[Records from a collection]
•••
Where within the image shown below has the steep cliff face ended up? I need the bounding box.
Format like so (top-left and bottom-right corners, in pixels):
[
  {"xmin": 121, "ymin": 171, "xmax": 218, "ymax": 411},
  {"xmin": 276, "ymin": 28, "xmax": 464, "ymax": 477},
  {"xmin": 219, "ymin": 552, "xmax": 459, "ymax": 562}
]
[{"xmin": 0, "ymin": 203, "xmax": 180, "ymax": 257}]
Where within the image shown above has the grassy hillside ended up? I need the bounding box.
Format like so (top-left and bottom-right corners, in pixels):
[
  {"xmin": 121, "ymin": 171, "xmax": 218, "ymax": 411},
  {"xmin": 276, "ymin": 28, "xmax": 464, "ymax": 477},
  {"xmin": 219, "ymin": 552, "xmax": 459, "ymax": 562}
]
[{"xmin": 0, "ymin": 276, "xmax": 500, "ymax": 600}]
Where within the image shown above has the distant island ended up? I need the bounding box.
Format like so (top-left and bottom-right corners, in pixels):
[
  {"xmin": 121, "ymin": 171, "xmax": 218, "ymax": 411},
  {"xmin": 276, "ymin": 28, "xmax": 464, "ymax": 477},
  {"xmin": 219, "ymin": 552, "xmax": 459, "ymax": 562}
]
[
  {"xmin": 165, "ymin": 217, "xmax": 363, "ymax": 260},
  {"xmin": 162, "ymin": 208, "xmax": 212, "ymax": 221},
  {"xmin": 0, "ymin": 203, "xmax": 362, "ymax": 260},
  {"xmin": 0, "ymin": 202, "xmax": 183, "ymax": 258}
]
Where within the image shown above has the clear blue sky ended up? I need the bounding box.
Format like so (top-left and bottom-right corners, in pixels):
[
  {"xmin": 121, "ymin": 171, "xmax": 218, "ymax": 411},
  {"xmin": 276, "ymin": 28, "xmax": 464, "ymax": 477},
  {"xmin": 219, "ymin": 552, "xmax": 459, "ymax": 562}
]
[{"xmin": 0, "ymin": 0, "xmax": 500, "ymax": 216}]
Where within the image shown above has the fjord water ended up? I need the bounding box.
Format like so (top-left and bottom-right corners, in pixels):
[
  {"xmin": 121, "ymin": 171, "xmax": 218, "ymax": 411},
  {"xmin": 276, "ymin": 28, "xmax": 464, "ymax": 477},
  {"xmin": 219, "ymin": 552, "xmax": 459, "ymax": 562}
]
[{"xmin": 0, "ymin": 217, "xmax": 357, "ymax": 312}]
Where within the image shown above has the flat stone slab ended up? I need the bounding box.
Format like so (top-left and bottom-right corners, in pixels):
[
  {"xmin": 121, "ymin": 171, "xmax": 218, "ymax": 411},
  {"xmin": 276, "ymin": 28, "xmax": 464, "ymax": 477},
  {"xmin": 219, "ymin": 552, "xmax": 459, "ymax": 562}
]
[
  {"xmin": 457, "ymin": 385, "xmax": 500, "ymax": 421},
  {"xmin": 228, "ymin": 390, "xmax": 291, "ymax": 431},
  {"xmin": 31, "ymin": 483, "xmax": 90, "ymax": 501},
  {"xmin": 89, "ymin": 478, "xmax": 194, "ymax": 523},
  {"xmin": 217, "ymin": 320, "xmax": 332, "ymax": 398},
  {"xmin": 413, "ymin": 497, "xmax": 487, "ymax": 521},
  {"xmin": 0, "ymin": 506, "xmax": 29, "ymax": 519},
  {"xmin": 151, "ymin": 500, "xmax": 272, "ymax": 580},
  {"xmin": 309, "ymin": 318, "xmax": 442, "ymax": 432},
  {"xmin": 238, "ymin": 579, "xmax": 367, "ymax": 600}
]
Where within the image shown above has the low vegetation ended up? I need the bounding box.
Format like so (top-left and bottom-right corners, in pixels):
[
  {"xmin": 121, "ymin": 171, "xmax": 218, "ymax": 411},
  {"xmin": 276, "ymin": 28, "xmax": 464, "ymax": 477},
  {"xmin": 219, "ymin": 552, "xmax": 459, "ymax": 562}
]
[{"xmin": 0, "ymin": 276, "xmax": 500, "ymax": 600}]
•••
• [Short task]: Copy all of the data. Keep every word exactly as it is.

• [The completed task]:
Where within the image shown below has the steep cliff face ended up? I need the bounding box.
Format like so (top-left and bottom-right corners, in pixels):
[
  {"xmin": 121, "ymin": 171, "xmax": 218, "ymax": 411},
  {"xmin": 276, "ymin": 28, "xmax": 464, "ymax": 477},
  {"xmin": 219, "ymin": 552, "xmax": 459, "ymax": 562}
]
[{"xmin": 0, "ymin": 203, "xmax": 180, "ymax": 257}]
Where within the image shown above has the grassy hillside ended up? I need the bounding box.
Format like so (top-left and bottom-right corners, in pixels):
[
  {"xmin": 121, "ymin": 171, "xmax": 218, "ymax": 411},
  {"xmin": 276, "ymin": 28, "xmax": 464, "ymax": 477},
  {"xmin": 219, "ymin": 552, "xmax": 459, "ymax": 562}
]
[{"xmin": 0, "ymin": 276, "xmax": 500, "ymax": 600}]
Where within the image shown above has the distant island ended up? I need the bounding box.
Format like so (top-left and bottom-right corners, in pixels):
[
  {"xmin": 121, "ymin": 171, "xmax": 218, "ymax": 411},
  {"xmin": 276, "ymin": 28, "xmax": 464, "ymax": 477},
  {"xmin": 219, "ymin": 552, "xmax": 459, "ymax": 562}
]
[
  {"xmin": 165, "ymin": 217, "xmax": 363, "ymax": 260},
  {"xmin": 162, "ymin": 208, "xmax": 212, "ymax": 221},
  {"xmin": 0, "ymin": 203, "xmax": 362, "ymax": 260},
  {"xmin": 0, "ymin": 202, "xmax": 183, "ymax": 258}
]
Where within the image shown above has the clear blue sky ended up? I need the bounding box.
Format like so (top-left and bottom-right corners, in pixels):
[
  {"xmin": 121, "ymin": 171, "xmax": 218, "ymax": 411},
  {"xmin": 276, "ymin": 28, "xmax": 464, "ymax": 477},
  {"xmin": 219, "ymin": 552, "xmax": 459, "ymax": 562}
]
[{"xmin": 0, "ymin": 0, "xmax": 500, "ymax": 216}]
Where within the image shown above has the fjord water ended up? I need the bounding box.
Format like so (top-left and bottom-right corners, in pixels):
[
  {"xmin": 121, "ymin": 171, "xmax": 218, "ymax": 411},
  {"xmin": 276, "ymin": 28, "xmax": 464, "ymax": 477},
  {"xmin": 219, "ymin": 552, "xmax": 459, "ymax": 562}
]
[{"xmin": 0, "ymin": 217, "xmax": 357, "ymax": 312}]
Where within the image shown above has the flat stone slab ended up? I need the bounding box.
Format like so (top-left and bottom-right corners, in pixels):
[
  {"xmin": 121, "ymin": 171, "xmax": 218, "ymax": 411},
  {"xmin": 276, "ymin": 28, "xmax": 464, "ymax": 477},
  {"xmin": 219, "ymin": 552, "xmax": 459, "ymax": 562}
]
[
  {"xmin": 457, "ymin": 385, "xmax": 500, "ymax": 421},
  {"xmin": 228, "ymin": 390, "xmax": 291, "ymax": 431},
  {"xmin": 31, "ymin": 483, "xmax": 90, "ymax": 501},
  {"xmin": 89, "ymin": 478, "xmax": 194, "ymax": 523},
  {"xmin": 217, "ymin": 320, "xmax": 332, "ymax": 398},
  {"xmin": 413, "ymin": 497, "xmax": 487, "ymax": 521},
  {"xmin": 0, "ymin": 506, "xmax": 29, "ymax": 519},
  {"xmin": 151, "ymin": 500, "xmax": 272, "ymax": 580},
  {"xmin": 309, "ymin": 318, "xmax": 442, "ymax": 432},
  {"xmin": 238, "ymin": 579, "xmax": 367, "ymax": 600}
]
Where within the image shown above has the low vegetation ended up? I need the bounding box.
Format like so (top-left and bottom-right corners, in pixels):
[
  {"xmin": 121, "ymin": 171, "xmax": 218, "ymax": 411},
  {"xmin": 276, "ymin": 28, "xmax": 464, "ymax": 477},
  {"xmin": 219, "ymin": 552, "xmax": 459, "ymax": 562}
]
[{"xmin": 0, "ymin": 276, "xmax": 500, "ymax": 600}]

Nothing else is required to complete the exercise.